● **EXTRACTO DEL DOCUMENTO**
◆ ◆ ◆ ◆

El estado pasa así de ser, en ciertas materias, un proveedor absoluto o único a ser un facilitador que conecta la iniciativa privada (recursos, ideas, ejecución de proyectos) con las necesidades públicas. Esa es la razón por la cual surgieron modalidades administrativas como las concesiones, asociaciones público-privadas, contratos de prestación o subrogación de servicios, proyectos BOO/BOT (construir, mantener, operar y transferir) y la colocación de papel estatal y municipal en los mercados bursátiles.

Dicho de otro modo, si los gobiernos entienden los modelos innovadores de participación privada diseñados para solucionar problemas más complejos, podrán lograr prestar buenos servicios públicos, hacer asignaciones adecuadas de riesgo incluso en condiciones de incertidumbre respecto a necesidades futuras o focalizar mejor dónde requieren intervención privada para atender demandas de infraestructura.

El problema no se puede simplificar como una elección entre estado o mercado, pues es algo mucho más elaborado. Como decía el legendario primer ministro socialista francés, Michel Rocard: “el estado no puede hacer bien más que aquello que sabe hacer; es decir, administrar, distribuir, repartir. Por el contrario, el estado no está hecho para producir… no es su papel ni el oficio”.
El segundo punto en torno a la participación privada en la prestación de un servicio público tiene que ver no solo con calidad, oportunidad, eficiencia y presupuestos; sino también, teóricamente, con menor opacidad.

Hasta ahora, buena parte de la corrupción mexicana a nivel municipal se explica porque las burocracias han tenido el control absoluto sobre la prestación de distintos servicios públicos. La evidencia internacional sugiere que dicho control –en casos como el agua, las cárceles, las regulaciones de construcción, uso de suelo, funcionamiento de comercios, alumbrado público, etcétera– lleva de forma indefectible a hacer de una facultad pública, un feudo privado, con el cual por cierto han lucrado alegremente los municipios mexicanos. Por ejemplo, en el Índice Nacional de Corrupción y Buen Gobierno 2010 (el último realizado) de los 35 servicios con mayor incidencia corrupta, 11 están relacionados con licencias, permisos y servicios públicos.

◆ ◆ ◆ ◆

Datos de localización con un punto por instancia
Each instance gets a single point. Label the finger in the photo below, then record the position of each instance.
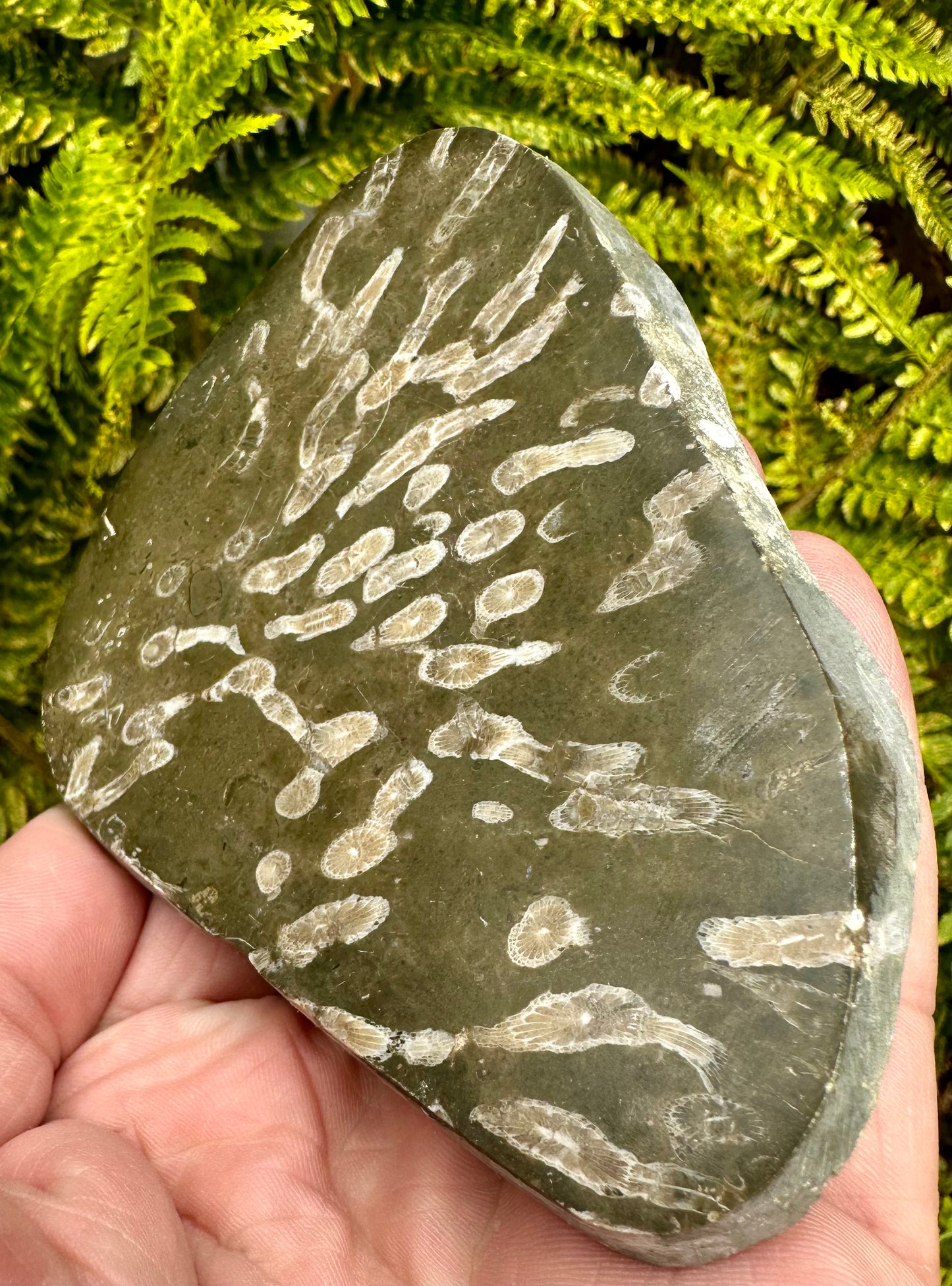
(69, 922)
(80, 1204)
(174, 960)
(891, 1181)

◆ ◆ ◆ ◆

● **INSTRUCCIONES**
Continúe el extracto sobre la participación privada en los servicios públicos a partir de su última oración. No es necesario consultar los registros.

● **RESULTADO DEL EJERCICIO**
Finalmente, se proclama que la participación ciudadana debe aumentar en los organismos reguladores. ¿Qué es eso? Desde hace unos años la llamada ciudadanización se ha convertido en un remedio para todos los males en México y así, han proliferado como hongos las organizaciones que dicen representarla, aunque parecen ser más un síntoma de disolvencia que de construcción ciudadana. En realidad, lo producido por esto es una especie de delegación, la cual va hacia un sistema informal de mediación que lucra con esa autoridad otorgada por las circunstacias y no por una elección ni un mandato.

El problema está en quienes tienen poder de decisión política, pues ellos saben que esas agrupaciones, llamadas ciudadanas, suelen manejar una agenda propia o carecen de legitimidad para procesar decisiones complejas. Por esto, con ciertas excepciones, terminan por cooptarlas, corromperlas o comprarlas. Al final, estas asociaciones ni influyen en las decisiones ni ayudan a construir una verdadera ciudadanía.

Una mejor supervisión, regulación y control de los sistemas de servicios públicos concesionados al sector privado y, por ende, una mejor prestación de estos, no se consigue a través de la llamada ciudadanización, sino con un buen corpus normativo, con organismos técnicamente muy competentes, estables en el tiempo, y mecanismos robustos de transparencia que provean al público de información suficiente. En todos esos casos, como es evidente, el problema no es la privatización de los servicios, sino su regulación.